- Stated goal A
Answer these questions using the bike ride forum thread:
(i) Which bicycle did the friend of fordmike65's girl ride?
(ii) What does scrubbinrims suggest may be in order for some folks?
(iii) Whom does 37fleetwood thank for pushing so hard to make the ride happen?

>> Start Provided text

Pictures are starting to show up in the Swap Meets and Events forum, so go check them out, or feel free to post some here as well if you like.
Thanks, again, to everyone for making the first Sunday of the Month, the best Sunday of the Month.


----------



## fordmike65 (Jul 8, 2013)

I had a great time out there yesterday. Great weather, awesome bikes and I enjoyed overhearing the Huffman guys taking quick-witted jabs and low-blows at the Shelby lovers. My girl couldn't make it, so her friend rode her '37 Traveler. She had a great time and met some great people. A few of us were thinking we should do a themed ride once in a while. Maybe an Elgin or Evans/Colson ride? Until next time guys...


----------



## scrubbinrims (Jul 8, 2013)

I enjoyed looking at your pics Shawn and hoping to see even more from the Shelby Invasion.
Maybe it's me, but in reviewing the bicycles, I think a "Schwinntervention" may be in order for some folks...baby steps, baby steps.
Chris


----------



## 37fleetwood (Jul 8, 2013)

Well, it was a great ride despite all of the Shelbys! This is the photo that best sums it up for me. Shelby took center stage and shined while the rest of us sat quietly back in the shadows for a day and enjoyed the show.

Thanks go out to everyone who made it. Thanks to Chris, Frank, and Marty for pushing so hard to make it happen.

>> End Provided text
>> Start Data provided

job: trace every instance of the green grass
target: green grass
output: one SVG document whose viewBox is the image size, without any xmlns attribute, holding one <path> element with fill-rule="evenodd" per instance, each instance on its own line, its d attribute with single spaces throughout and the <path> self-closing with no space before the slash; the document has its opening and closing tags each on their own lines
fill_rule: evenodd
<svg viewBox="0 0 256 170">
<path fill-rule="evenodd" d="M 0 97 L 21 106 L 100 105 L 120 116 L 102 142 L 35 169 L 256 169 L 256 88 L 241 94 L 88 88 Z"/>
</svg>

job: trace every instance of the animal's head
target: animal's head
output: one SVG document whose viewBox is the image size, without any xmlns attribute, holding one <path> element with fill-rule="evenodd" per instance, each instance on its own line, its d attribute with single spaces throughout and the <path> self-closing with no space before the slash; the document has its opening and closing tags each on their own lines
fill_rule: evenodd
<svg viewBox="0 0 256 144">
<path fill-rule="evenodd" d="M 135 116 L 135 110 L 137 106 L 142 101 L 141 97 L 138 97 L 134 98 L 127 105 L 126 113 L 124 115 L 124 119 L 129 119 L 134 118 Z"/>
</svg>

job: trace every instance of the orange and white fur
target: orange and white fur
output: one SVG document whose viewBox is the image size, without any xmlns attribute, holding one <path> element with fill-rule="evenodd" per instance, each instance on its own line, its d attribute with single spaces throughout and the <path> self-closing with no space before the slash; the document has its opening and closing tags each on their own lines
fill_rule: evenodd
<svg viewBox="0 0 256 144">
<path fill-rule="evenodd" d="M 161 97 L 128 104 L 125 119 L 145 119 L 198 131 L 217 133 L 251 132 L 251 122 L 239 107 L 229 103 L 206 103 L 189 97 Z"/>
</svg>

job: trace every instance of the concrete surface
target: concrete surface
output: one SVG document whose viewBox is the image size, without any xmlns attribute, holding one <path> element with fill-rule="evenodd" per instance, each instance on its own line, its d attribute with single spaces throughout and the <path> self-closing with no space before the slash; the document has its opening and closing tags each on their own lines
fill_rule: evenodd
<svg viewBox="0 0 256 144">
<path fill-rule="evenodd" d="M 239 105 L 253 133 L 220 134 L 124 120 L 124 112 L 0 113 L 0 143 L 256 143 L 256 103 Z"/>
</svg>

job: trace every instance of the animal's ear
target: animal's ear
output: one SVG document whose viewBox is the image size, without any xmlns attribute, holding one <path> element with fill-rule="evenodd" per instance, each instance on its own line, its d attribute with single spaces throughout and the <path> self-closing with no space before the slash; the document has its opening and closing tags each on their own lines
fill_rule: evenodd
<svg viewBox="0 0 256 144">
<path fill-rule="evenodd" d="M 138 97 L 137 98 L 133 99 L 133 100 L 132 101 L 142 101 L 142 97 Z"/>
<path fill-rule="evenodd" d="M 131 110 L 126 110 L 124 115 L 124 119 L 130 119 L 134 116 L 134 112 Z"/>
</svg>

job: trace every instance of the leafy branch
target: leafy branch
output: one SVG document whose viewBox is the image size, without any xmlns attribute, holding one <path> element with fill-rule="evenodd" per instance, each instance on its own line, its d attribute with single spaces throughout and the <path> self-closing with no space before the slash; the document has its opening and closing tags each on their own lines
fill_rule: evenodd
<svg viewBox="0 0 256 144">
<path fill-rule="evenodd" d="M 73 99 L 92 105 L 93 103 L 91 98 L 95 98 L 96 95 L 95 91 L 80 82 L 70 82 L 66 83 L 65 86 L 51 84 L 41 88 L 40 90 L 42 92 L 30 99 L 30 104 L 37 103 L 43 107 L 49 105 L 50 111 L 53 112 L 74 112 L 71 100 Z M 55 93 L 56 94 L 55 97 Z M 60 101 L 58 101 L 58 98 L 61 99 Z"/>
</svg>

>> End Data provided

- Stated goal B
Format the stretch of the records from the line containing "job: trace every instance of the animal's ear" through the line containing "target: animal's ear" as a JSON list of strings, one string per line, leaving out blank lines.

- Full solution A
(i) Her '37 Traveler
(ii) A "Schwinntervention"
(iii) Chris, Frank, and Marty

- Full solution B
[
  "job: trace every instance of the animal's ear",
  "target: animal's ear"
]